- Work to do
Convert every line of the rows below into a JSON list of strings, with one string per line and no blank lines.

(Dataset entries)
------

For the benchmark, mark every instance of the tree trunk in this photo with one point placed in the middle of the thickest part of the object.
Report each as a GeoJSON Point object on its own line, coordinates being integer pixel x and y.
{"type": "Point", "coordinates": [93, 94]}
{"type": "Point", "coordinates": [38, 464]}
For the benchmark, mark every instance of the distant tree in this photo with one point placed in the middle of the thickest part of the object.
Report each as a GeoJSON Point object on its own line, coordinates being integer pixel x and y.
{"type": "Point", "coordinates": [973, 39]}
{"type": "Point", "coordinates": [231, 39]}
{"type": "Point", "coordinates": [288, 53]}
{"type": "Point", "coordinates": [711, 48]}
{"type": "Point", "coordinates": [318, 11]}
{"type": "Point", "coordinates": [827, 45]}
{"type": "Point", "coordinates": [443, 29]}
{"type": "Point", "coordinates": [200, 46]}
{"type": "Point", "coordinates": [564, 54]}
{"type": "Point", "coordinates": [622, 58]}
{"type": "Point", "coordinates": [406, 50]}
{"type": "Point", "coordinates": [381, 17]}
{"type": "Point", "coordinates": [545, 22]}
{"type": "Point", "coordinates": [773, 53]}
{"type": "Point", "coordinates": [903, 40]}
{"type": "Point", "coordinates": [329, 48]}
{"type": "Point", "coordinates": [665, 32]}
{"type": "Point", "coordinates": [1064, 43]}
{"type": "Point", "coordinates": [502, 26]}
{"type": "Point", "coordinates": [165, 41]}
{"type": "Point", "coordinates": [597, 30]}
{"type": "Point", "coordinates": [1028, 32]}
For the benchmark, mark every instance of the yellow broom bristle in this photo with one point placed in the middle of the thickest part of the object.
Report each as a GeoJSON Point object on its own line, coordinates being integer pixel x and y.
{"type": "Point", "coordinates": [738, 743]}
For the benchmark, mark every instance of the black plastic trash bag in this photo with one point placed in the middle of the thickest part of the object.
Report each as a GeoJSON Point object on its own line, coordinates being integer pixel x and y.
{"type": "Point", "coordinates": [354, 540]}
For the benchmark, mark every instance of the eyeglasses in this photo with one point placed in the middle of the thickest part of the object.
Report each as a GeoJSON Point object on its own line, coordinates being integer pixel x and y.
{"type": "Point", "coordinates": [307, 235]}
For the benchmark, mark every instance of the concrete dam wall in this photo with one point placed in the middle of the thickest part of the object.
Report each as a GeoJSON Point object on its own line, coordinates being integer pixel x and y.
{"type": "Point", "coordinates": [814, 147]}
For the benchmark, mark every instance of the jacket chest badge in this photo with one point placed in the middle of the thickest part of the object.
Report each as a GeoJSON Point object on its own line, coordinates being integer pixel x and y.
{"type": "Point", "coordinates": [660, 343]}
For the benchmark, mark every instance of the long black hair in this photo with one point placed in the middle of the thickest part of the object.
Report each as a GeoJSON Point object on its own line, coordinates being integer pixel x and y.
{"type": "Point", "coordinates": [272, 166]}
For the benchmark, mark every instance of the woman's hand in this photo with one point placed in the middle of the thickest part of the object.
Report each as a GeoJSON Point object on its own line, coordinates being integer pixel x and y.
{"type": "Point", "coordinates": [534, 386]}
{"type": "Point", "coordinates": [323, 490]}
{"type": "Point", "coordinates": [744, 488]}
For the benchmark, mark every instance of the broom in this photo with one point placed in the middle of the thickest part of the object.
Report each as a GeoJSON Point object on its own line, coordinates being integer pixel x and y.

------

- Reply
[
  "For the benchmark, mark every instance of the tree trunk in this photo with one point placed in the middle of the thickest part of the object.",
  "Report each as a GeoJSON Point object on its own line, coordinates being integer pixel x and y.",
  "{\"type\": \"Point\", \"coordinates\": [93, 94]}",
  "{\"type\": \"Point\", \"coordinates\": [38, 464]}",
  "For the benchmark, mark every instance of the distant tree in this photo with one point placed in the middle of the thickest part of the object.",
  "Report each as a GeoJSON Point object on its own line, coordinates being integer pixel x and y.",
  "{\"type\": \"Point\", \"coordinates\": [973, 39]}",
  "{\"type\": \"Point\", \"coordinates\": [231, 39]}",
  "{\"type\": \"Point\", \"coordinates\": [288, 53]}",
  "{\"type\": \"Point\", \"coordinates\": [711, 48]}",
  "{\"type\": \"Point\", \"coordinates\": [318, 11]}",
  "{\"type\": \"Point\", \"coordinates\": [827, 45]}",
  "{\"type\": \"Point\", \"coordinates\": [443, 29]}",
  "{\"type\": \"Point\", \"coordinates\": [200, 46]}",
  "{\"type\": \"Point\", \"coordinates\": [564, 54]}",
  "{\"type\": \"Point\", \"coordinates\": [622, 58]}",
  "{\"type\": \"Point\", \"coordinates\": [406, 50]}",
  "{\"type\": \"Point\", \"coordinates\": [381, 17]}",
  "{\"type\": \"Point\", \"coordinates\": [545, 22]}",
  "{\"type\": \"Point\", \"coordinates\": [773, 53]}",
  "{\"type\": \"Point\", \"coordinates\": [903, 40]}",
  "{\"type\": \"Point\", \"coordinates\": [329, 48]}",
  "{\"type\": \"Point\", \"coordinates\": [665, 32]}",
  "{\"type\": \"Point\", \"coordinates\": [1064, 43]}",
  "{\"type\": \"Point\", \"coordinates\": [502, 26]}",
  "{\"type\": \"Point\", \"coordinates\": [165, 41]}",
  "{\"type\": \"Point\", \"coordinates\": [597, 30]}",
  "{\"type\": \"Point\", \"coordinates\": [1028, 32]}",
  "For the benchmark, mark every instance of the yellow broom bristle in this photo with one point placed in the middle of the thickest part of the object.",
  "Report each as a GeoJSON Point object on its own line, coordinates being integer pixel x and y.",
  "{\"type\": \"Point\", \"coordinates\": [738, 743]}",
  "For the benchmark, mark every instance of the black plastic trash bag in this photo with one point placed in the middle of the thickest part of the object.",
  "Report each as a GeoJSON Point object on its own line, coordinates being integer pixel x and y.",
  "{\"type\": \"Point\", \"coordinates\": [354, 540]}",
  "For the benchmark, mark every instance of the eyeglasses in this photo with one point placed in the middle of the thickest part of the object.",
  "Report each as a GeoJSON Point object on its own line, coordinates being integer pixel x and y.",
  "{\"type\": \"Point\", \"coordinates\": [307, 235]}",
  "For the benchmark, mark every instance of the concrete dam wall in this photo with one point placed in the middle of the thickest part of the object.",
  "Report each as a GeoJSON Point object on its own line, coordinates being integer pixel x and y.",
  "{\"type\": \"Point\", \"coordinates\": [814, 147]}",
  "For the benchmark, mark every instance of the jacket chest badge in this photo with one point placed in the middle of the thickest part of the object.",
  "Report each as a GeoJSON Point object on its own line, coordinates being integer pixel x and y.",
  "{\"type\": \"Point\", \"coordinates\": [660, 343]}",
  "For the benchmark, mark every instance of the long black hair in this photo with one point placed in the middle of the thickest part of the object.",
  "Report each as a GeoJSON Point object on its own line, coordinates being integer pixel x and y.",
  "{\"type\": \"Point\", \"coordinates\": [272, 166]}",
  "For the benchmark, mark every instance of the woman's hand in this photo with one point placed in the middle of the thickest part of the object.",
  "Report each as a GeoJSON Point object on its own line, coordinates being integer pixel x and y.",
  "{\"type\": \"Point\", \"coordinates\": [534, 386]}",
  "{\"type\": \"Point\", \"coordinates\": [323, 490]}",
  "{\"type\": \"Point\", \"coordinates\": [744, 488]}",
  "For the benchmark, mark every instance of the broom in this photo with one point placed in the middle of the thickest part of the object.",
  "Report each as a GeoJSON Point object on its own line, coordinates being integer pixel x and y."
]